-- Start of Working data --

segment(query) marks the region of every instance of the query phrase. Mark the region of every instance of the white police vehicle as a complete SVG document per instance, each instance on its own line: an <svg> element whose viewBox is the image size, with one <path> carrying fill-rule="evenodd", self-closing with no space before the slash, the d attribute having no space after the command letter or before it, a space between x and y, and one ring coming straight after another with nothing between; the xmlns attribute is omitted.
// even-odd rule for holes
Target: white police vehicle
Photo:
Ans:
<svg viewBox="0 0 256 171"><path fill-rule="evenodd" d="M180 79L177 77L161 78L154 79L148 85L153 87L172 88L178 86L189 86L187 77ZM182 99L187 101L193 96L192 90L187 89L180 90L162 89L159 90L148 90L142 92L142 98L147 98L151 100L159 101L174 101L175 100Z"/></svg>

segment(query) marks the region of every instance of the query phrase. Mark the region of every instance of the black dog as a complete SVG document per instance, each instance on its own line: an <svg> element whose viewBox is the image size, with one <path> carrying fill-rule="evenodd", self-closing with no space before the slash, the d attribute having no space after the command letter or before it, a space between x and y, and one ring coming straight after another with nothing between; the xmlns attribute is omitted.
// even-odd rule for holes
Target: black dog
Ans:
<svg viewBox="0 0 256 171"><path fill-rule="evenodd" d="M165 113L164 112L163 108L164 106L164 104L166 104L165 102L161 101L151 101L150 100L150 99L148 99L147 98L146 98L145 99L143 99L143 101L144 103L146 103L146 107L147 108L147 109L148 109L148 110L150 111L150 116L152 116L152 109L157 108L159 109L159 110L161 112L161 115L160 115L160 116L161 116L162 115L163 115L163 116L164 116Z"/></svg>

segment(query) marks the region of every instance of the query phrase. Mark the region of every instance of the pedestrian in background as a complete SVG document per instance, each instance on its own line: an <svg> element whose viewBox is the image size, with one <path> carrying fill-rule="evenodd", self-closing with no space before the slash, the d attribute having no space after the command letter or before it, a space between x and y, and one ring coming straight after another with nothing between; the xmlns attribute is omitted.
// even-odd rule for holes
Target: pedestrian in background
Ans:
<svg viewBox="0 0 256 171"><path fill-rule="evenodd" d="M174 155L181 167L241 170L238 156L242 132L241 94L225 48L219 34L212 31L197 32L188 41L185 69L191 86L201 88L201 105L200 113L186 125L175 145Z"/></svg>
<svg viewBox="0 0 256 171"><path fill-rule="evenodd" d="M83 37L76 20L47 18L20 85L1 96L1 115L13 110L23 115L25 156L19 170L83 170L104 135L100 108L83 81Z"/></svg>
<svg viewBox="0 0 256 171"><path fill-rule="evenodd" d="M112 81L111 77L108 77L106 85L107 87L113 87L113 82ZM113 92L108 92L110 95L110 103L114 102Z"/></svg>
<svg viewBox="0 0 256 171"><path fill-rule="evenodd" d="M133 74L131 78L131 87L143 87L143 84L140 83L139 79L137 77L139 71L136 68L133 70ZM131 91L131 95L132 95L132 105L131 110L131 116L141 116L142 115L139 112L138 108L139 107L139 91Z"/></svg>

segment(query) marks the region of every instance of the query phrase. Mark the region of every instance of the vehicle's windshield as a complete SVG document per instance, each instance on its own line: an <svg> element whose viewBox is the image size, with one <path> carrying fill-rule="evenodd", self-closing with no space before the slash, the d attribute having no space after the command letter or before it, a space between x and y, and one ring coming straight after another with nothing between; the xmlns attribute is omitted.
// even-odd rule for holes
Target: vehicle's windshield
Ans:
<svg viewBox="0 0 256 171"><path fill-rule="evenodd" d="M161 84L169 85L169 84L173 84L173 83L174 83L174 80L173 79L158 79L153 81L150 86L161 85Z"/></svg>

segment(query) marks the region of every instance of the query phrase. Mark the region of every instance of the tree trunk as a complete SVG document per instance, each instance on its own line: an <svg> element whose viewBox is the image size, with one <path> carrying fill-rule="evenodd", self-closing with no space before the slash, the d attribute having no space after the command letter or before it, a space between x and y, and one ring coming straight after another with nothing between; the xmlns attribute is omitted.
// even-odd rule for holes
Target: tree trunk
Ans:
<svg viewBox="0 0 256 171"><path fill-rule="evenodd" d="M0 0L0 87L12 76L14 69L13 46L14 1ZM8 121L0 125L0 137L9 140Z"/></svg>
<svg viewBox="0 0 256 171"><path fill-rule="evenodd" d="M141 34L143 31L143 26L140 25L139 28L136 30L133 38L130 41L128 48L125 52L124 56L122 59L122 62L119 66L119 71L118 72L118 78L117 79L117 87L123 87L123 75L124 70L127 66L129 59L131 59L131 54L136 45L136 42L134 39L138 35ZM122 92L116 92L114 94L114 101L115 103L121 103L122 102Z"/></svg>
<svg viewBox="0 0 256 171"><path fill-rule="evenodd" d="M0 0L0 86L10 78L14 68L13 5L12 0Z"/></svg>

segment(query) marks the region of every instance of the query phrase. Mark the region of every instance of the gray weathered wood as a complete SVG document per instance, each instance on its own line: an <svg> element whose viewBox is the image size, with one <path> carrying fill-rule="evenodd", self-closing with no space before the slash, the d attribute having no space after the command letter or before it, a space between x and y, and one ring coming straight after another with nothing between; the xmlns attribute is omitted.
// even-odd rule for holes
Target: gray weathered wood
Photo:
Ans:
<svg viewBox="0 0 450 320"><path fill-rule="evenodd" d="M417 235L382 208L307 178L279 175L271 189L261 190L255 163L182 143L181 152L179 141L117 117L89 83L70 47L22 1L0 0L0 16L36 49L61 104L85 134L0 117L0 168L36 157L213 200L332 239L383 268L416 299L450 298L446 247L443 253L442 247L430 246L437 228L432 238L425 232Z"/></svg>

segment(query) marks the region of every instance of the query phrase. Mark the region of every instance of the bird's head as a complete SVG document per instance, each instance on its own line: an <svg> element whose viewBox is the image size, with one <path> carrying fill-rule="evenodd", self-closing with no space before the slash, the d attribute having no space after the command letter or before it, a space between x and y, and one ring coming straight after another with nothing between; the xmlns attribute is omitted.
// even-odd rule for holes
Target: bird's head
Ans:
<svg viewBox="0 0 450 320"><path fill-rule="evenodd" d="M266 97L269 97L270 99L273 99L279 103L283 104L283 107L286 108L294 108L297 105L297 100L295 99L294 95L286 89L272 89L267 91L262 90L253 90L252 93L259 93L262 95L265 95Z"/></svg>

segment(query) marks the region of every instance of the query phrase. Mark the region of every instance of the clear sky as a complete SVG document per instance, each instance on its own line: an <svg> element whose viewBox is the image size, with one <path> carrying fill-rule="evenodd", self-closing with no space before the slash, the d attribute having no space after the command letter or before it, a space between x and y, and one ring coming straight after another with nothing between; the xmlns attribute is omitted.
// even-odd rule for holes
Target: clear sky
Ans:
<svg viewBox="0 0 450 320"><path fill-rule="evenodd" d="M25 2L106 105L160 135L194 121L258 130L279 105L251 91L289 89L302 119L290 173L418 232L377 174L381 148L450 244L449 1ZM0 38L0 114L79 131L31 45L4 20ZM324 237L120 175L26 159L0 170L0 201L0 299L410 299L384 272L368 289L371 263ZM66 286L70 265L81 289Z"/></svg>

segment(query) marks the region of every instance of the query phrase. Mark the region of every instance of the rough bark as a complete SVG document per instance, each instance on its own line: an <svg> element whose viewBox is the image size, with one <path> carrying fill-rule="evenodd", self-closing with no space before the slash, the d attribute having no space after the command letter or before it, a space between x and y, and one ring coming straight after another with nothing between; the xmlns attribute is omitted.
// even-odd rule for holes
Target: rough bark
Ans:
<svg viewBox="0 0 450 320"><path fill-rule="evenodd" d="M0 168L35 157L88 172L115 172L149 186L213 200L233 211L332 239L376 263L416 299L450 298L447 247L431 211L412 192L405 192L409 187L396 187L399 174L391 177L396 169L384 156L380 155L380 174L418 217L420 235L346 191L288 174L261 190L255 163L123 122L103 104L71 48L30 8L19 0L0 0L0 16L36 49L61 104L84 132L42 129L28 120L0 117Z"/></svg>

-- End of Working data --

Rewrite the items from the line with "of the pedestrian" to the line with "74L131 78L131 87L143", putting "walker in the background" wherever "pedestrian in background" appears and leaving everything else unchanged.

segment(query) marks the region of every instance of the query phrase. Mark the region of every instance of the walker in the background as a complete SVG document per instance, each instance on its own line: an <svg> element whose viewBox is the image size, with one <path> carrying fill-rule="evenodd", self-closing with no space before the slash, the d attribute having no space after the command letter or before it, a space between x and y, and one ring coming straight after another with nothing between; the xmlns attribute is omitted.
// even-odd rule for holes
Target: walker in the background
Ans:
<svg viewBox="0 0 256 171"><path fill-rule="evenodd" d="M174 155L181 167L241 170L238 156L242 132L241 94L225 48L219 34L212 31L197 32L188 41L185 69L191 86L201 88L201 105L200 113L186 125L175 145Z"/></svg>
<svg viewBox="0 0 256 171"><path fill-rule="evenodd" d="M83 37L76 20L47 18L20 85L1 96L1 115L13 110L23 115L25 156L19 170L83 170L104 135L100 108L83 81Z"/></svg>
<svg viewBox="0 0 256 171"><path fill-rule="evenodd" d="M112 81L111 77L108 77L106 85L107 87L113 87L113 82ZM113 92L108 92L110 95L110 103L114 102Z"/></svg>
<svg viewBox="0 0 256 171"><path fill-rule="evenodd" d="M133 74L131 78L131 87L143 87L143 84L140 83L139 79L137 77L139 71L136 68L133 70ZM131 91L131 95L132 95L132 105L131 110L131 116L141 116L142 115L139 112L138 108L139 107L139 91Z"/></svg>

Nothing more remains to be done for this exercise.